● **Teks Sumber**
___

Meski pasar menduga bahwa fenomena January Effect pada tahun 2022 tidak sebesar pada tahun-tahun sebelumnya, tetapi pada akhirnya fenomena tersebut masih hadir pada tahun ini.
Bahkan jika dibandingkan dengan Januari tahun lalu, January Effect seakan tidak menghampiri pasar. January Effect terakhir terlihat sekitar dua tahun lalu, atau saat pandemi virus corona (Covid-19) belum muncul di Indonesia.
Asal tahu saja, January effect merupakan sebuah fenomena di mana bursa saham Amerika Serikat (AS) cenderung menguat pada Januari. Hal ini terjadi setelah adanya fenomena Santa Claus Rally pada penghujung tahun atau pada bulan Desember.
Ada beberapa alasan yang mendasari terjadinya fenomena January effect, salah satunya adalah penggunaan bonus akhir tahun oleh masyarakat AS untuk berinvestasi di pasar saham.

___

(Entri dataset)
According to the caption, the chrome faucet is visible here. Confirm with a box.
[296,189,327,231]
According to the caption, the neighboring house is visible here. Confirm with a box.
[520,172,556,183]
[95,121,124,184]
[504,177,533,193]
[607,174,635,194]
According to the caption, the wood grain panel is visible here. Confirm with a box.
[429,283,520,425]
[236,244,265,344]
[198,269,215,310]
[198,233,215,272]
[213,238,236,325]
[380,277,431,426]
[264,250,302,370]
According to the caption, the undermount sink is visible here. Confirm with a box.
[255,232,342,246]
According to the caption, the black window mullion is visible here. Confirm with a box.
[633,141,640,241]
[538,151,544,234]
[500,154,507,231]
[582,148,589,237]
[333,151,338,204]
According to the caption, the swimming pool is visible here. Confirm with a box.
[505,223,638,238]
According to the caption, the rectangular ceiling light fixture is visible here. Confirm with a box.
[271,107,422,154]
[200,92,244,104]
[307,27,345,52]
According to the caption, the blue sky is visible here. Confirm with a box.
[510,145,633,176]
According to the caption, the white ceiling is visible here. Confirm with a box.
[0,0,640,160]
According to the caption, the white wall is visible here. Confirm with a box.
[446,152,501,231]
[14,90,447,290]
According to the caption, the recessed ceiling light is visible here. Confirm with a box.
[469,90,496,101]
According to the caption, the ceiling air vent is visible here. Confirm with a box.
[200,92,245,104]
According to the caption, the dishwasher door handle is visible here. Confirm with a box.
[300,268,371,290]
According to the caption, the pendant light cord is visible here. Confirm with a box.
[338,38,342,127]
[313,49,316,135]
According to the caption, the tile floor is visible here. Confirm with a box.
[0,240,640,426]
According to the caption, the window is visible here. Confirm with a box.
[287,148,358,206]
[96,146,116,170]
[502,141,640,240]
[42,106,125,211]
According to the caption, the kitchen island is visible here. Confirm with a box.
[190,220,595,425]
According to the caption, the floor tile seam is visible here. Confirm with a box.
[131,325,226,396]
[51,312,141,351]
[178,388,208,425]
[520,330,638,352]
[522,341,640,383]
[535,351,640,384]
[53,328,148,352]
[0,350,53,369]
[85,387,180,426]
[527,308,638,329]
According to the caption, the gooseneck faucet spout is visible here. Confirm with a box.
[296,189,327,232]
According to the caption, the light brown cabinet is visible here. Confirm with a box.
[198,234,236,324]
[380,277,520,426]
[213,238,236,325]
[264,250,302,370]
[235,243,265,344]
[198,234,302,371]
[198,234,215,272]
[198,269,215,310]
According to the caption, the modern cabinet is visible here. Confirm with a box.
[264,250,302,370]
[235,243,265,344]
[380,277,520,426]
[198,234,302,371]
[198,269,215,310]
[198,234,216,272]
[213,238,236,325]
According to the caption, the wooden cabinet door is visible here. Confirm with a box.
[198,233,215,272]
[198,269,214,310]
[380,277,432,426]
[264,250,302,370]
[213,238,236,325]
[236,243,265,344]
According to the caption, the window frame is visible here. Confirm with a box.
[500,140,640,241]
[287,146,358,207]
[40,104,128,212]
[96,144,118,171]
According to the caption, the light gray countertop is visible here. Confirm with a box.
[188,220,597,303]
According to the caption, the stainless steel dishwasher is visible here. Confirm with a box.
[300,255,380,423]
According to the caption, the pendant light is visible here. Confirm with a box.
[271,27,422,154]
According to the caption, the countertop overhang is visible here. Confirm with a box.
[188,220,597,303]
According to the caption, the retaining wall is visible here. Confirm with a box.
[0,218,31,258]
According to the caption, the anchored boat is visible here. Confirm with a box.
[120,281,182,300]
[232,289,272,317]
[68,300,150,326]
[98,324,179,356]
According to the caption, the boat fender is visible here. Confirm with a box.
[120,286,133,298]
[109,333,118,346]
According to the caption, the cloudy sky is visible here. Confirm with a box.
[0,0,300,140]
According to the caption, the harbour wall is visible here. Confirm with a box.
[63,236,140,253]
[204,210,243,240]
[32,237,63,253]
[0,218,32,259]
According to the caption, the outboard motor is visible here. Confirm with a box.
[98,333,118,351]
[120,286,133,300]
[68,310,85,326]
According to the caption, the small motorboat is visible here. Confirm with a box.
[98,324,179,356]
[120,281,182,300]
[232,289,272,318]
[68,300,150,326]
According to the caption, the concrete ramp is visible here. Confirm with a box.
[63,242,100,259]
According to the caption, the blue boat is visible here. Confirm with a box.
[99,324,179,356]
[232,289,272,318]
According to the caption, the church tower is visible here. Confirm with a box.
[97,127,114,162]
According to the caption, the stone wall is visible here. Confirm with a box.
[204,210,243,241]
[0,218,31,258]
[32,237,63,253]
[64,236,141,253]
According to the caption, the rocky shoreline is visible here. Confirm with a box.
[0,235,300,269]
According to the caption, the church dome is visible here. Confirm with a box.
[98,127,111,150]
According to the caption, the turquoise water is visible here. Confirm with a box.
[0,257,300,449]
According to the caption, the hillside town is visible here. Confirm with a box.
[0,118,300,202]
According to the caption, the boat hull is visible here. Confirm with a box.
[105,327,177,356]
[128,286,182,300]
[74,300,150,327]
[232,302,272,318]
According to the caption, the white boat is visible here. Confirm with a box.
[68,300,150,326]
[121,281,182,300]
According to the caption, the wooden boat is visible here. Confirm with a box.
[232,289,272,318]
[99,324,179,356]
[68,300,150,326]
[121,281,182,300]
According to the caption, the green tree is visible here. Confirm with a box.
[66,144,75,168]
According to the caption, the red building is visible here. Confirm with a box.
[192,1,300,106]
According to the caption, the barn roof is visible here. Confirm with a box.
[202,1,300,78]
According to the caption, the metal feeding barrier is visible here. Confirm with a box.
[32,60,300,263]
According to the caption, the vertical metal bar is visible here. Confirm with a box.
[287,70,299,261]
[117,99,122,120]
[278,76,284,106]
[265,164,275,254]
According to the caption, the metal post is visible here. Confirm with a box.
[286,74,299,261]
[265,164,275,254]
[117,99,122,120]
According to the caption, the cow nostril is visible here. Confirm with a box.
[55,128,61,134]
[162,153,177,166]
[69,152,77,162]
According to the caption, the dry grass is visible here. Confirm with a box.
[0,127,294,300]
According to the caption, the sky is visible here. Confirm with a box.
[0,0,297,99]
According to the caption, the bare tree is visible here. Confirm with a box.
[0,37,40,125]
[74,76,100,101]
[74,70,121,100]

___

● **Kumpulan Soal**
[1] Menurut teks tentang January Effect, fenomena apa yang terjadi pada bulan Desember sebelum January effect?
[2] Tuliskan kembali tanpa perubahan bagian teks tentang January Effect yang diawali kata-kata "Meski pasar menduga" dan ditutup dengan "di pasar saham.".

● **Hasil Pengerjaan**
[1] Fenomena Santa Claus Rally.

[2]
Meski pasar menduga bahwa fenomena January Effect pada tahun 2022 tidak sebesar pada tahun-tahun sebelumnya, tetapi pada akhirnya fenomena tersebut masih hadir pada tahun ini.
Bahkan jika dibandingkan dengan Januari tahun lalu, January Effect seakan tidak menghampiri pasar. January Effect terakhir terlihat sekitar dua tahun lalu, atau saat pandemi virus corona (Covid-19) belum muncul di Indonesia.
Asal tahu saja, January effect merupakan sebuah fenomena di mana bursa saham Amerika Serikat (AS) cenderung menguat pada Januari. Hal ini terjadi setelah adanya fenomena Santa Claus Rally pada penghujung tahun atau pada bulan Desember.
Ada beberapa alasan yang mendasari terjadinya fenomena January effect, salah satunya adalah penggunaan bonus akhir tahun oleh masyarakat AS untuk berinvestasi di pasar saham.